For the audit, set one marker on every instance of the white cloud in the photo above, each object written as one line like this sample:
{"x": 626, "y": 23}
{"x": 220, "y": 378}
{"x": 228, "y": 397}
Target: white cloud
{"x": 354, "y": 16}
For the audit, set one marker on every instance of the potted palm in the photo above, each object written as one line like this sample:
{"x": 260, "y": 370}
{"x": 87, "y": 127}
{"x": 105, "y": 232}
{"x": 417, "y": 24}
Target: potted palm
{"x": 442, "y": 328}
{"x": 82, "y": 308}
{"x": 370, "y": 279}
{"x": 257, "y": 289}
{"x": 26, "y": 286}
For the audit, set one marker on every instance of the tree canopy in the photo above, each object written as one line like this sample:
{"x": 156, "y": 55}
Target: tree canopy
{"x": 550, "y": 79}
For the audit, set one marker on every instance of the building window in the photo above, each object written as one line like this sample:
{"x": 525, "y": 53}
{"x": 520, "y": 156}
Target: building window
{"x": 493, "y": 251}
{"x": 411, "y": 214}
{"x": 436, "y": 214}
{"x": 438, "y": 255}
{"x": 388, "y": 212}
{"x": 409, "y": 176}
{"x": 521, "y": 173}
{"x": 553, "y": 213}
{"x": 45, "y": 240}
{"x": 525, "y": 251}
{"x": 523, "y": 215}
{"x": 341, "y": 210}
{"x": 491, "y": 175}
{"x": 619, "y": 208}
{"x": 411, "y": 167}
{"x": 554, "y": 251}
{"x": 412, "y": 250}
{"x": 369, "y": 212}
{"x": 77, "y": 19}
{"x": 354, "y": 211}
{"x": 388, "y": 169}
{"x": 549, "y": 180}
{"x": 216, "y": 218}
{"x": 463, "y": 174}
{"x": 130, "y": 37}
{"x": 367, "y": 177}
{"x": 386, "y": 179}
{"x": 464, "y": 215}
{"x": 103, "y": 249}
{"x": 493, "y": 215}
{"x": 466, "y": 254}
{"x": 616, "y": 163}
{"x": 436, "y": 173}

★ ★ ★ ★ ★

* _TASK DETAILS_
Quote all of the entries verbatim.

* _SOLUTION BELOW_
For the audit, set one marker on every instance of the white cloud in the photo above, each object written as one line like this sample:
{"x": 626, "y": 23}
{"x": 220, "y": 378}
{"x": 228, "y": 397}
Target: white cloud
{"x": 354, "y": 16}
For the audit, set one marker on every instance of the potted palm in the photo above, each object written as one line like this sample:
{"x": 260, "y": 370}
{"x": 87, "y": 127}
{"x": 105, "y": 232}
{"x": 417, "y": 24}
Target: potted palm
{"x": 442, "y": 328}
{"x": 82, "y": 308}
{"x": 370, "y": 279}
{"x": 257, "y": 289}
{"x": 26, "y": 286}
For the audit, set one marker on every instance of the tree canopy in the photo above, each object written as one line like this sample:
{"x": 156, "y": 55}
Target: tree canopy
{"x": 550, "y": 79}
For the audit, set one marker on every instance of the building window in the photo above, each object written as one line like this sample:
{"x": 525, "y": 53}
{"x": 520, "y": 156}
Target: building window
{"x": 493, "y": 251}
{"x": 411, "y": 214}
{"x": 436, "y": 214}
{"x": 438, "y": 255}
{"x": 388, "y": 212}
{"x": 409, "y": 176}
{"x": 521, "y": 173}
{"x": 553, "y": 213}
{"x": 45, "y": 240}
{"x": 525, "y": 251}
{"x": 523, "y": 215}
{"x": 341, "y": 210}
{"x": 491, "y": 175}
{"x": 619, "y": 208}
{"x": 411, "y": 167}
{"x": 554, "y": 251}
{"x": 412, "y": 250}
{"x": 369, "y": 212}
{"x": 77, "y": 19}
{"x": 354, "y": 211}
{"x": 388, "y": 169}
{"x": 549, "y": 180}
{"x": 216, "y": 218}
{"x": 463, "y": 174}
{"x": 130, "y": 37}
{"x": 367, "y": 177}
{"x": 386, "y": 179}
{"x": 464, "y": 215}
{"x": 103, "y": 249}
{"x": 493, "y": 215}
{"x": 466, "y": 254}
{"x": 616, "y": 163}
{"x": 436, "y": 173}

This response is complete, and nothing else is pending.